> [Stored data]:

(begin)

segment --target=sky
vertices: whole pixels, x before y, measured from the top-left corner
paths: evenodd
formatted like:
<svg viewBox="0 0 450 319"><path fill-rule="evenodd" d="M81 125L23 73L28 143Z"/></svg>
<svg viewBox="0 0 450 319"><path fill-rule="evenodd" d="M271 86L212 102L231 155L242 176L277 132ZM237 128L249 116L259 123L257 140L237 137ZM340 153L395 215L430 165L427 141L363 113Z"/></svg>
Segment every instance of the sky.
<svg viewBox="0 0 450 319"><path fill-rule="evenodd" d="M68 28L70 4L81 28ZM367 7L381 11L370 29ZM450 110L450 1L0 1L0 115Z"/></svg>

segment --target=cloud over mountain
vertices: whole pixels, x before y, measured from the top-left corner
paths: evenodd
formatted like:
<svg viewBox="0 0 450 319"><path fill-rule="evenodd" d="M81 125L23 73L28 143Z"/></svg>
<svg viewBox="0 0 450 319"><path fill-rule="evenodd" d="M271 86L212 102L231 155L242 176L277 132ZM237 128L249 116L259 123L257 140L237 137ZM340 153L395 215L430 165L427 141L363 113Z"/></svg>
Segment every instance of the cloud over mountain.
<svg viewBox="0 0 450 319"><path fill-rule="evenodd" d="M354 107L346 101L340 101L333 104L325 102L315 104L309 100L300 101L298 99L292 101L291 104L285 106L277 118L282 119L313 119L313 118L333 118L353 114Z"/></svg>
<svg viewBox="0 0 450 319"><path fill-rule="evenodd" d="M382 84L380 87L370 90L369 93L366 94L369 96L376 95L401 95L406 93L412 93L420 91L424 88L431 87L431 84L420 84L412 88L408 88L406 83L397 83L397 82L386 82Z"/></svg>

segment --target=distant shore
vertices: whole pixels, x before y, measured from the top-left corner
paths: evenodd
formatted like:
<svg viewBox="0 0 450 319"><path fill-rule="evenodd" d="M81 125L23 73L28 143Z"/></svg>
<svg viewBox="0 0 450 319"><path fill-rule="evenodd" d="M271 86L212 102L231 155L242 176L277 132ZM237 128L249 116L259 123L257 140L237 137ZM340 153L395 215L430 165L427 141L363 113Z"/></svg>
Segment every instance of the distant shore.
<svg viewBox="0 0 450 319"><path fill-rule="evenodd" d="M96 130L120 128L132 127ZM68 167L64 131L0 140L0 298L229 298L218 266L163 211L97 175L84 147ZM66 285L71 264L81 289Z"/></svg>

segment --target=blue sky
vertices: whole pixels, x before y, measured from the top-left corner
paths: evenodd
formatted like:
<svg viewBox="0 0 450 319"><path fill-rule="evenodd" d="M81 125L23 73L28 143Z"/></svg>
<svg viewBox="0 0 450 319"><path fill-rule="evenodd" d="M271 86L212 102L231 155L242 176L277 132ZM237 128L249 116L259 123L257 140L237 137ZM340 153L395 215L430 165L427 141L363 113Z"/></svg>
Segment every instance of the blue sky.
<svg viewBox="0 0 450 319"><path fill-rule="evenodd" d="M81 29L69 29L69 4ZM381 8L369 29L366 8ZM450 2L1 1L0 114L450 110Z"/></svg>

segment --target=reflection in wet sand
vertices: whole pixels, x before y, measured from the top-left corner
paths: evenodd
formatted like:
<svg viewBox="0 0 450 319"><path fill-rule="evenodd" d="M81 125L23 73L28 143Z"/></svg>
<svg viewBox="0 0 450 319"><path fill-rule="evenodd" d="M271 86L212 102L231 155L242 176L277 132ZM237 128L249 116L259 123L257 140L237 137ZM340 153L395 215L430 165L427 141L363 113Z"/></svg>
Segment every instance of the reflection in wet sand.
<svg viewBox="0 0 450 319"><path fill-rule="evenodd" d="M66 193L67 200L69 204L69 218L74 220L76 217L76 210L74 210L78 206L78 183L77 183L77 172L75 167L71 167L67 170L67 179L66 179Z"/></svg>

(end)

> [The exercise]:
Convert the lines of the items above into a Markdown table with the columns Number and Record line. Give each non-blank line its own row, numbered in order, and leave out the blank lines.

> [Final answer]:
| Number | Record line |
|---|---|
| 1 | segment --target=sky |
| 2 | vertices: whole pixels, x before y, measured from the top-left corner |
| 3 | paths: evenodd |
| 4 | formatted like: |
| 5 | <svg viewBox="0 0 450 319"><path fill-rule="evenodd" d="M81 125L23 73L28 143Z"/></svg> |
| 6 | <svg viewBox="0 0 450 319"><path fill-rule="evenodd" d="M271 86L212 102L231 155L242 176L277 132ZM237 128L249 116L259 123L257 140L237 137ZM340 153L395 215L430 165L427 141L363 113Z"/></svg> |
| 7 | Segment every instance of the sky. |
| 8 | <svg viewBox="0 0 450 319"><path fill-rule="evenodd" d="M68 28L70 4L81 28ZM367 7L381 11L370 29ZM450 110L450 1L0 1L0 115Z"/></svg> |
| 9 | segment --target=cloud over mountain |
| 10 | vertices: whole pixels, x before y, measured from the top-left corner |
| 11 | paths: evenodd |
| 12 | formatted like: |
| 13 | <svg viewBox="0 0 450 319"><path fill-rule="evenodd" d="M81 125L23 73L28 143Z"/></svg> |
| 14 | <svg viewBox="0 0 450 319"><path fill-rule="evenodd" d="M271 86L212 102L231 155L242 176L277 132ZM237 128L249 116L259 123L257 140L237 137ZM340 153L395 215L430 165L427 141L363 113Z"/></svg> |
| 15 | Segment every instance of the cloud over mountain. |
| 16 | <svg viewBox="0 0 450 319"><path fill-rule="evenodd" d="M354 107L346 101L340 101L333 104L325 102L315 104L309 100L300 101L298 99L292 101L291 104L285 106L277 118L282 119L313 119L313 118L333 118L353 114Z"/></svg> |
| 17 | <svg viewBox="0 0 450 319"><path fill-rule="evenodd" d="M382 84L380 87L370 90L369 93L366 94L369 96L376 95L401 95L406 93L412 93L420 91L424 88L431 87L431 84L420 84L412 88L408 88L406 83L397 83L397 82L386 82Z"/></svg> |
| 18 | segment --target=distant shore |
| 19 | vertices: whole pixels, x before y, measured from the top-left corner |
| 20 | paths: evenodd |
| 21 | formatted like: |
| 22 | <svg viewBox="0 0 450 319"><path fill-rule="evenodd" d="M81 125L23 73L28 143Z"/></svg> |
| 23 | <svg viewBox="0 0 450 319"><path fill-rule="evenodd" d="M271 86L212 102L231 155L242 176L277 132ZM237 128L249 116L259 123L257 140L237 137ZM340 153L395 215L430 165L427 141L363 113Z"/></svg> |
| 24 | Segment every instance of the distant shore. |
| 25 | <svg viewBox="0 0 450 319"><path fill-rule="evenodd" d="M96 130L120 128L132 127ZM68 167L64 131L0 140L0 298L229 298L218 266L163 211L97 175L84 147ZM66 285L71 264L81 289Z"/></svg> |
| 26 | segment --target=blue sky |
| 27 | vertices: whole pixels, x before y, measured from the top-left corner |
| 28 | paths: evenodd |
| 29 | formatted like: |
| 30 | <svg viewBox="0 0 450 319"><path fill-rule="evenodd" d="M81 125L23 73L28 143Z"/></svg> |
| 31 | <svg viewBox="0 0 450 319"><path fill-rule="evenodd" d="M271 86L212 102L231 155L242 176L277 132ZM237 128L249 116L259 123L257 140L237 137ZM340 153L395 215L430 165L427 141L363 113Z"/></svg> |
| 32 | Segment every instance of the blue sky. |
| 33 | <svg viewBox="0 0 450 319"><path fill-rule="evenodd" d="M81 29L69 29L69 4ZM381 8L369 29L366 8ZM450 2L1 1L0 114L450 110Z"/></svg> |
| 34 | segment --target=reflection in wet sand |
| 35 | vertices: whole pixels, x before y, measured from the top-left corner |
| 36 | paths: evenodd |
| 37 | formatted like: |
| 38 | <svg viewBox="0 0 450 319"><path fill-rule="evenodd" d="M81 125L23 73L28 143Z"/></svg> |
| 39 | <svg viewBox="0 0 450 319"><path fill-rule="evenodd" d="M271 86L212 102L231 155L242 176L277 132ZM237 128L249 116L259 123L257 140L237 137ZM340 153L395 215L430 165L427 141L363 113Z"/></svg> |
| 40 | Segment every instance of the reflection in wet sand. |
| 41 | <svg viewBox="0 0 450 319"><path fill-rule="evenodd" d="M66 193L67 200L69 204L69 218L74 220L76 217L76 210L74 210L78 206L78 183L77 183L77 172L75 167L71 167L67 170L67 179L66 179Z"/></svg> |